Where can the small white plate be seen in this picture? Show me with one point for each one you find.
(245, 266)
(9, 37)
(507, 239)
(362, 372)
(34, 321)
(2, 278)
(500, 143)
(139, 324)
────────────────────────────────────────
**Work instructions**. Rewrite the items, swapping "small white plate" for "blue ceramic bowl" and keeping everything else the same.

**Output for this exercise**.
Where can the blue ceramic bowl be seen in this picture? Show me with one point for each one you find.
(245, 266)
(9, 37)
(507, 239)
(362, 372)
(34, 321)
(2, 278)
(500, 143)
(139, 324)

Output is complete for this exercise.